This implementation allows for the creation of a transparent and secure ETL process, thus ensuring confidence in analytical results and compliance with regulatory requirements [12]. It enables secure, transparent, and efficient processing while ensuring data confidentiality and integrity. Implementing these solutions facilitates the tracking of all transactions, analytical procedures, and historical records, which are essential for making informed decisions in cloud business intelligence. Figure 2 illustrates how data is extracted from diverse Smart City sources, processed, and transformed with the support of advanced machine learning and LLM algorithms, and stored in a warehouse. In each stage, blockchain technology is used to record metadata, ensure data integrity, and provide an immutable audit trail to guarantee transparency and trust in all business intelligence operations within the Smart City platform.

WHAT YOU HAVE TO DO:
List the three things blockchain technology is used for in each stage, according to the text on blockchain-supported ETL.

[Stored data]
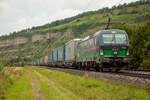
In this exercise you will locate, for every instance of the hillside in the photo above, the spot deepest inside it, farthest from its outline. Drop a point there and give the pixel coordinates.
(38, 41)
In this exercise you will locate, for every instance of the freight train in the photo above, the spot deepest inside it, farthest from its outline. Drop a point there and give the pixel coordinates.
(105, 50)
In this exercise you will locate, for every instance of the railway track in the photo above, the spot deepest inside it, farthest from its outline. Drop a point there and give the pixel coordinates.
(139, 74)
(124, 76)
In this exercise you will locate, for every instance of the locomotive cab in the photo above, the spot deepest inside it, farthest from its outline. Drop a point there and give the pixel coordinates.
(113, 48)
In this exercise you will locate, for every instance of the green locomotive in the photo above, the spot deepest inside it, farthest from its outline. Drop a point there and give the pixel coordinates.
(106, 49)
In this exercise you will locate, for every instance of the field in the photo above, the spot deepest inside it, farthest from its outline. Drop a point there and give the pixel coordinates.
(31, 83)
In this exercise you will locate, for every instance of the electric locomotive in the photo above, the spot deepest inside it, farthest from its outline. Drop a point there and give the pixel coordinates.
(106, 49)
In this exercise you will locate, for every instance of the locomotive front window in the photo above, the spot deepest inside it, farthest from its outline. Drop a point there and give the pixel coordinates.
(120, 39)
(114, 39)
(108, 38)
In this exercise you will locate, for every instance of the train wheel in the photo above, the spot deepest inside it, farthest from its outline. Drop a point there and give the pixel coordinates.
(117, 70)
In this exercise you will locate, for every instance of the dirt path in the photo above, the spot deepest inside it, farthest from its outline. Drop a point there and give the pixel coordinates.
(35, 86)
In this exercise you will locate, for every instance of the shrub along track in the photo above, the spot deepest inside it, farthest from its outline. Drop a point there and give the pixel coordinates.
(138, 78)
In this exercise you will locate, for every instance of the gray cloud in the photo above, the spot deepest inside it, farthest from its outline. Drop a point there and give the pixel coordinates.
(19, 14)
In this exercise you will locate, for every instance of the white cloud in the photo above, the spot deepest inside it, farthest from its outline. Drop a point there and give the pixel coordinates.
(19, 14)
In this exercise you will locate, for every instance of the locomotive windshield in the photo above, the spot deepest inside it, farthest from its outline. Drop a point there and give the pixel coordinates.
(114, 39)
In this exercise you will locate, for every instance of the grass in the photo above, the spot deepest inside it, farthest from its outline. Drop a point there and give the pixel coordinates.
(56, 85)
(21, 88)
(88, 89)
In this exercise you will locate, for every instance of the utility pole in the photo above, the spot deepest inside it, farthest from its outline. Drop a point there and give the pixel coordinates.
(109, 20)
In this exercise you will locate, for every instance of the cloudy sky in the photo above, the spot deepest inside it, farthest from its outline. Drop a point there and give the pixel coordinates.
(20, 14)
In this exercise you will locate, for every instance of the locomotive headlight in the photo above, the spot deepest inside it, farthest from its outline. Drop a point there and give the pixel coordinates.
(127, 53)
(101, 53)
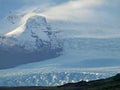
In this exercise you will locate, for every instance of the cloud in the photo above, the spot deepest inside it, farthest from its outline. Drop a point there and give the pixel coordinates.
(88, 17)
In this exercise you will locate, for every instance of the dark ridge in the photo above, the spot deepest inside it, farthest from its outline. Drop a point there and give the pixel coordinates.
(112, 83)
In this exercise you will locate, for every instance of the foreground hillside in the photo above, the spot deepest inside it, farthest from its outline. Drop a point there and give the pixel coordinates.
(112, 83)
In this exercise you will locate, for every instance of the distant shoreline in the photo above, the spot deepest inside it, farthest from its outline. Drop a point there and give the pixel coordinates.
(112, 83)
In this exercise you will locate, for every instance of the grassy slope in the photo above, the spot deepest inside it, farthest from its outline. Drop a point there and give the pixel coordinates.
(112, 83)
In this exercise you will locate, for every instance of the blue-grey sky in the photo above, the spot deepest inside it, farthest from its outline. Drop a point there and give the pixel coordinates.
(7, 6)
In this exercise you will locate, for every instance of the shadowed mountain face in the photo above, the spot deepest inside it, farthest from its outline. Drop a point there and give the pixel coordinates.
(112, 83)
(31, 42)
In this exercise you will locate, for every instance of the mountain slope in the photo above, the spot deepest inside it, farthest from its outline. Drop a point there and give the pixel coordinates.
(32, 41)
(112, 83)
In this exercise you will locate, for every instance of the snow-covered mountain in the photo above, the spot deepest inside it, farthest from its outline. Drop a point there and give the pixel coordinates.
(34, 40)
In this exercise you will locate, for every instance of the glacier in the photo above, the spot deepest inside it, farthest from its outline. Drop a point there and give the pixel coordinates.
(54, 57)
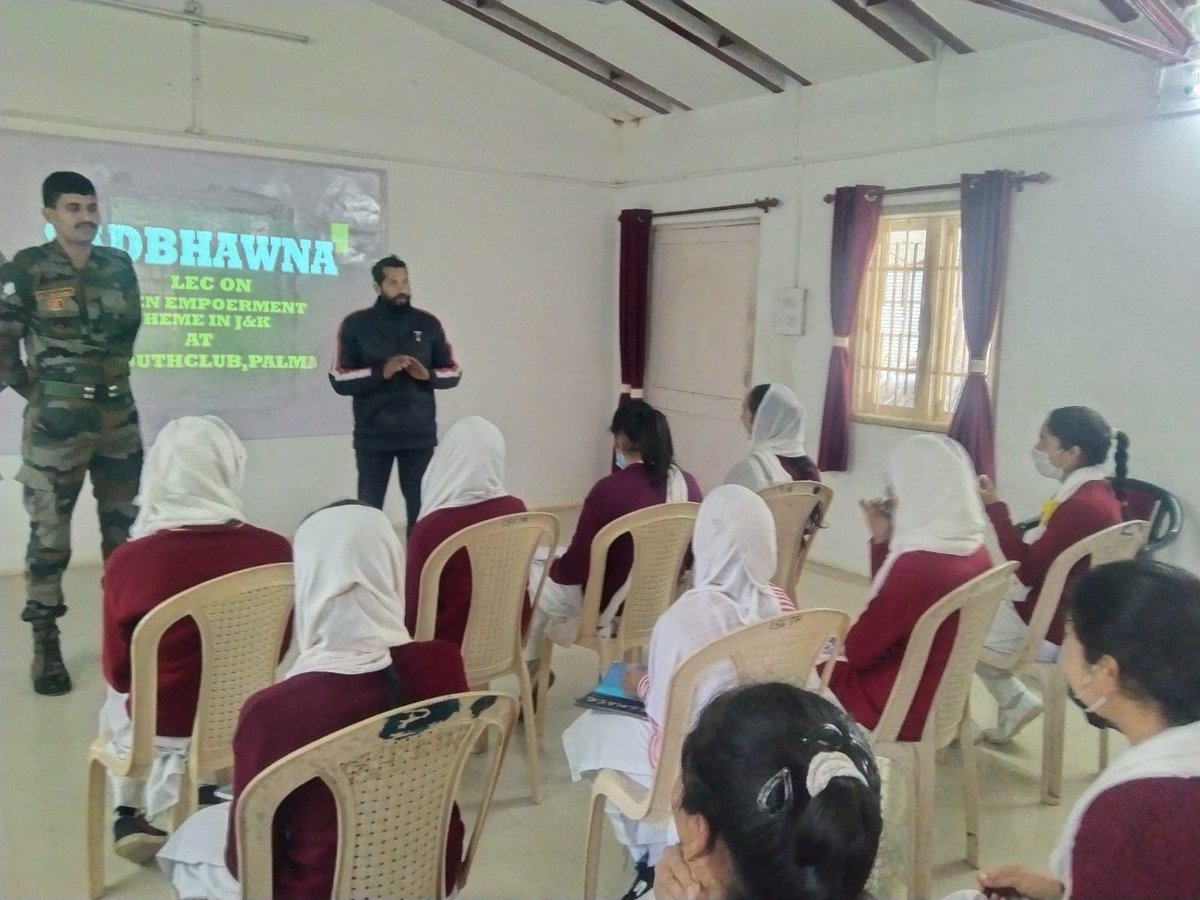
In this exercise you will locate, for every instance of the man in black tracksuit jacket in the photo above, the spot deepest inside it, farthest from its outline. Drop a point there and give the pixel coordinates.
(391, 358)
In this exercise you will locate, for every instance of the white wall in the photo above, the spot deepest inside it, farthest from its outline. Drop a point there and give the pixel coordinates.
(1104, 271)
(498, 198)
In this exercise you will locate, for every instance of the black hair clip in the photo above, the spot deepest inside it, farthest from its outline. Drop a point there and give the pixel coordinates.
(775, 796)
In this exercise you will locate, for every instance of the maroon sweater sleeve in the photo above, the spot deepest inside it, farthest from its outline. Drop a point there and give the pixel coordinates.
(573, 567)
(419, 547)
(1137, 841)
(888, 619)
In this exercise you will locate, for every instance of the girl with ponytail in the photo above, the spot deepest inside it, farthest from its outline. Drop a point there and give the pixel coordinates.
(1072, 448)
(779, 799)
(645, 474)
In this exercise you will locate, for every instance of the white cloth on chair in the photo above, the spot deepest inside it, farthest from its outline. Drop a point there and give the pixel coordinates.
(193, 857)
(160, 791)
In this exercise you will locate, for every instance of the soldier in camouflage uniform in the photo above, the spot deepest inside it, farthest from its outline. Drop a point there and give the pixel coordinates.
(77, 310)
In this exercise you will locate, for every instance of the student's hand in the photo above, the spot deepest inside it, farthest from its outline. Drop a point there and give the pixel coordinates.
(988, 491)
(631, 679)
(676, 880)
(879, 519)
(394, 365)
(417, 369)
(1033, 883)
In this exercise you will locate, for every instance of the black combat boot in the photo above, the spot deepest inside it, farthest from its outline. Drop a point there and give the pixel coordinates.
(48, 672)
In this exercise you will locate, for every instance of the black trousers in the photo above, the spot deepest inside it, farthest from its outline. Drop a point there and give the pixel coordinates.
(375, 473)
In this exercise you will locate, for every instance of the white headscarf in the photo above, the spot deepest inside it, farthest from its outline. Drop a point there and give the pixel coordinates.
(192, 477)
(778, 431)
(349, 606)
(937, 505)
(735, 550)
(1174, 753)
(467, 467)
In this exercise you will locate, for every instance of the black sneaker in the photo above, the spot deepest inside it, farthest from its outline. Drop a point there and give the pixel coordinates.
(643, 880)
(137, 840)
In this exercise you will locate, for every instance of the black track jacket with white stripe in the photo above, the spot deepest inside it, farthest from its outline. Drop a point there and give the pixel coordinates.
(399, 413)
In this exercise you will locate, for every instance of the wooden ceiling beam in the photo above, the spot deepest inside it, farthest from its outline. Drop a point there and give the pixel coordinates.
(1168, 22)
(712, 47)
(539, 37)
(1122, 10)
(726, 37)
(1080, 25)
(883, 30)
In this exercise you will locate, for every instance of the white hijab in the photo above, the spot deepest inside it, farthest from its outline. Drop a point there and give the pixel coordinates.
(349, 606)
(735, 551)
(778, 431)
(1174, 753)
(937, 505)
(192, 477)
(467, 467)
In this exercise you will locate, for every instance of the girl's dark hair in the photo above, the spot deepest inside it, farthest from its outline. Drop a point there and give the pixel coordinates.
(1086, 429)
(1146, 616)
(815, 847)
(647, 430)
(754, 399)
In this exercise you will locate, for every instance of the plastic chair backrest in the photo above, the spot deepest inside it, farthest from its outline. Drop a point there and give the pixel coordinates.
(661, 535)
(243, 618)
(394, 779)
(799, 509)
(1115, 543)
(780, 649)
(501, 552)
(1157, 505)
(975, 604)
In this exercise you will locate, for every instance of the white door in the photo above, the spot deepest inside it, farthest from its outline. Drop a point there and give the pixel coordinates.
(701, 341)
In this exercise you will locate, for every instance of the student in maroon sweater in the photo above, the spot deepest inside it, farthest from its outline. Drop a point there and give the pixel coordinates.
(927, 540)
(1072, 447)
(774, 419)
(463, 486)
(1129, 657)
(646, 475)
(190, 529)
(351, 635)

EXERCISE OUTPUT:
- Record metadata
- Ensure data integrity
- Provide an immutable audit trail